> **Required work**: List every line of the listing below that contains the string "plain", copying each line in full. Matching is case-sensitive.

## begin Data entries

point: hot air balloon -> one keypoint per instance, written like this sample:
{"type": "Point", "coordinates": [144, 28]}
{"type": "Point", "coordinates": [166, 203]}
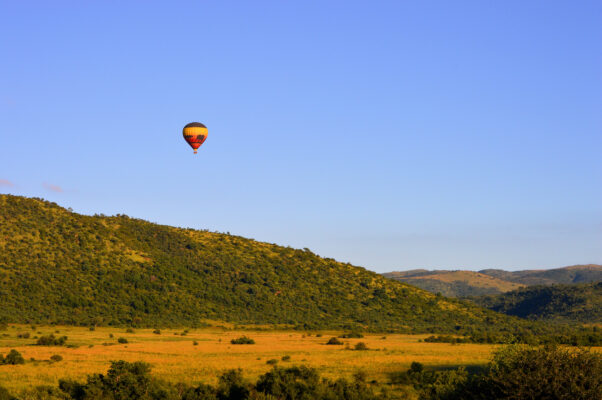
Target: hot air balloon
{"type": "Point", "coordinates": [195, 134]}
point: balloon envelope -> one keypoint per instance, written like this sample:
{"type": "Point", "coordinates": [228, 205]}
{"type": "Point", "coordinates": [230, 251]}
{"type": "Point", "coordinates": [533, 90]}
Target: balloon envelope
{"type": "Point", "coordinates": [195, 134]}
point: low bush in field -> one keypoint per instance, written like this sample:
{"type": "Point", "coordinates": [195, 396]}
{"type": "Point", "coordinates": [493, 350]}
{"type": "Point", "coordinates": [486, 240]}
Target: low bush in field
{"type": "Point", "coordinates": [352, 335]}
{"type": "Point", "coordinates": [360, 346]}
{"type": "Point", "coordinates": [12, 358]}
{"type": "Point", "coordinates": [242, 340]}
{"type": "Point", "coordinates": [51, 340]}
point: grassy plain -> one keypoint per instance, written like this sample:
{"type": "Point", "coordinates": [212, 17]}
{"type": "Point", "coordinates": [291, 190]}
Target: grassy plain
{"type": "Point", "coordinates": [176, 358]}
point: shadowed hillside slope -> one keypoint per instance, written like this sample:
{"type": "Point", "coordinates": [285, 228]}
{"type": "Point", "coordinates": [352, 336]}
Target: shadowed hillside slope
{"type": "Point", "coordinates": [494, 281]}
{"type": "Point", "coordinates": [59, 266]}
{"type": "Point", "coordinates": [454, 283]}
{"type": "Point", "coordinates": [566, 275]}
{"type": "Point", "coordinates": [579, 302]}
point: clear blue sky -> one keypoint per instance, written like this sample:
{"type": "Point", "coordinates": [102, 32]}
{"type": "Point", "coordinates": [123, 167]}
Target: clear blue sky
{"type": "Point", "coordinates": [389, 134]}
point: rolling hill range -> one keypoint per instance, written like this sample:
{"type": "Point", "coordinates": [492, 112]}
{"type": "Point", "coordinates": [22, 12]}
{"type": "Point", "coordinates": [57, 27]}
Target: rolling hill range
{"type": "Point", "coordinates": [57, 266]}
{"type": "Point", "coordinates": [494, 281]}
{"type": "Point", "coordinates": [577, 303]}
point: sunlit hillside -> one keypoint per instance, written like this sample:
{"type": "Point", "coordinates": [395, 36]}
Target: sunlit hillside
{"type": "Point", "coordinates": [57, 266]}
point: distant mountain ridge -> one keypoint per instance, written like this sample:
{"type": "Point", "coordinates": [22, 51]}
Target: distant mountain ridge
{"type": "Point", "coordinates": [580, 302]}
{"type": "Point", "coordinates": [58, 266]}
{"type": "Point", "coordinates": [494, 281]}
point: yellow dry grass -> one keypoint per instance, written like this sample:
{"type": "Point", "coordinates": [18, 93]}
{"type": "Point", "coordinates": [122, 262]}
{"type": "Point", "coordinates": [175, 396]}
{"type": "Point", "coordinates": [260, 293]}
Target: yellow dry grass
{"type": "Point", "coordinates": [175, 358]}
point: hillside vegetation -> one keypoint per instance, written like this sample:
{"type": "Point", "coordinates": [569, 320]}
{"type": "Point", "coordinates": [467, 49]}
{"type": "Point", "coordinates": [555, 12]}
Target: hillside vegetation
{"type": "Point", "coordinates": [494, 281]}
{"type": "Point", "coordinates": [579, 302]}
{"type": "Point", "coordinates": [454, 283]}
{"type": "Point", "coordinates": [57, 266]}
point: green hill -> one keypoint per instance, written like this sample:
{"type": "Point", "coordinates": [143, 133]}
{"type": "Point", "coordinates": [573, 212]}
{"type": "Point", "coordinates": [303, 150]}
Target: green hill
{"type": "Point", "coordinates": [565, 275]}
{"type": "Point", "coordinates": [579, 302]}
{"type": "Point", "coordinates": [493, 281]}
{"type": "Point", "coordinates": [59, 266]}
{"type": "Point", "coordinates": [454, 283]}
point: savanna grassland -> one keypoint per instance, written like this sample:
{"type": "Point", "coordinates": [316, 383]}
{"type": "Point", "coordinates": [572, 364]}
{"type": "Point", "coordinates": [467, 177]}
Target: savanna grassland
{"type": "Point", "coordinates": [175, 358]}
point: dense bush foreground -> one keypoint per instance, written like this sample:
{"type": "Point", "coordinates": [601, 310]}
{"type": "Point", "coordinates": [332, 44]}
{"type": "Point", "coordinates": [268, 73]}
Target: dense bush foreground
{"type": "Point", "coordinates": [516, 372]}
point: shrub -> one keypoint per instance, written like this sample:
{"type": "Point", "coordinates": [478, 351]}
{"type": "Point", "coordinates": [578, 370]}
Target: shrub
{"type": "Point", "coordinates": [334, 341]}
{"type": "Point", "coordinates": [4, 395]}
{"type": "Point", "coordinates": [352, 335]}
{"type": "Point", "coordinates": [242, 340]}
{"type": "Point", "coordinates": [361, 346]}
{"type": "Point", "coordinates": [51, 340]}
{"type": "Point", "coordinates": [521, 372]}
{"type": "Point", "coordinates": [13, 358]}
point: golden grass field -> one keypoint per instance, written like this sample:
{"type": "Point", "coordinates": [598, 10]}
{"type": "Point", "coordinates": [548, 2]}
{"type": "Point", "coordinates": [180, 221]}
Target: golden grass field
{"type": "Point", "coordinates": [175, 358]}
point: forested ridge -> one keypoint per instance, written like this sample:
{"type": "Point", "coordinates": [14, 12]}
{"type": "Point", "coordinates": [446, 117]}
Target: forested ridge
{"type": "Point", "coordinates": [494, 281]}
{"type": "Point", "coordinates": [57, 266]}
{"type": "Point", "coordinates": [579, 302]}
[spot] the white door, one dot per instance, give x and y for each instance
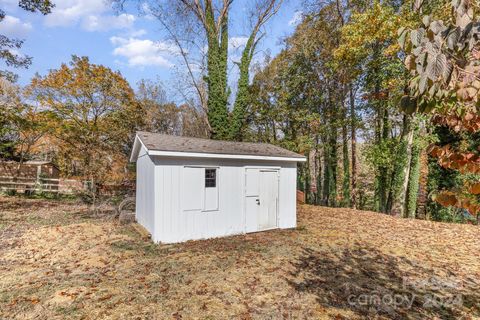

## end Data entries

> **The response**:
point: grassy plain -> one keypoint per instance, written like this sample:
Target: grassy plain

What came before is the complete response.